• [EXERCISE OBJECTIVE]:
Put every line of the records below into a JSON list of strings, one string per line. Skip blank lines and leave the pictures out.

• [DATA FOR THE TASK]:
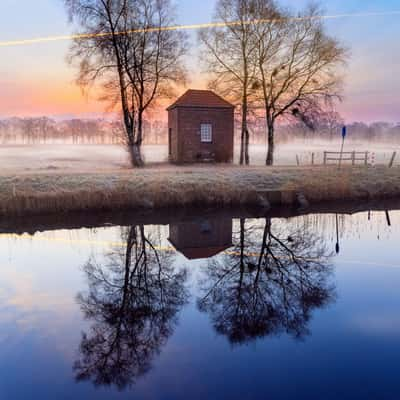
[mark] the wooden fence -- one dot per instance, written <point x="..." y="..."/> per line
<point x="353" y="156"/>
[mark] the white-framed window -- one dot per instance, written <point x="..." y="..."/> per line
<point x="206" y="133"/>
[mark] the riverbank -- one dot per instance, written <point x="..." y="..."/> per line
<point x="165" y="186"/>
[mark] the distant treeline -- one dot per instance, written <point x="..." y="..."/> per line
<point x="101" y="131"/>
<point x="45" y="130"/>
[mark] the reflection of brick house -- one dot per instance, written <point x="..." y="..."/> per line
<point x="200" y="128"/>
<point x="201" y="238"/>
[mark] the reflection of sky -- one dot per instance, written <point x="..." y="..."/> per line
<point x="36" y="80"/>
<point x="352" y="351"/>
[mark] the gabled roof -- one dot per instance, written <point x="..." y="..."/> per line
<point x="200" y="98"/>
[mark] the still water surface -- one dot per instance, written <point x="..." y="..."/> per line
<point x="204" y="308"/>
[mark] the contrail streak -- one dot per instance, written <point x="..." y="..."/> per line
<point x="185" y="27"/>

• [ANSWER]:
[
  "[mark] the wooden fence -- one dot per instance, written <point x=\"...\" y=\"...\"/> per line",
  "<point x=\"353\" y=\"156\"/>",
  "[mark] the white-framed window -- one dot per instance, written <point x=\"...\" y=\"...\"/> per line",
  "<point x=\"206\" y=\"133\"/>",
  "[mark] the riverbank -- one dot per instance, written <point x=\"...\" y=\"...\"/> per line",
  "<point x=\"165\" y=\"186\"/>",
  "[mark] the distant treeline -- one dot per instance, written <point x=\"...\" y=\"...\"/> per line",
  "<point x=\"101\" y=\"131\"/>",
  "<point x=\"45\" y=\"130\"/>",
  "[mark] the reflection of brick house -- one dot per instance, written <point x=\"...\" y=\"...\"/> per line",
  "<point x=\"200\" y=\"128\"/>",
  "<point x=\"201\" y=\"238\"/>",
  "[mark] the reflection of sky -- one dot per instance, written <point x=\"...\" y=\"...\"/> per line",
  "<point x=\"36\" y=\"80\"/>",
  "<point x=\"352\" y=\"351\"/>",
  "[mark] the gabled roof -- one dot per instance, written <point x=\"...\" y=\"...\"/> per line",
  "<point x=\"200\" y=\"98\"/>",
  "[mark] the still water surface -- one dot per instance, written <point x=\"...\" y=\"...\"/> per line",
  "<point x=\"204\" y=\"308\"/>",
  "[mark] the contrail streak -- one dot per instance, written <point x=\"...\" y=\"...\"/> per line",
  "<point x=\"185\" y=\"27\"/>"
]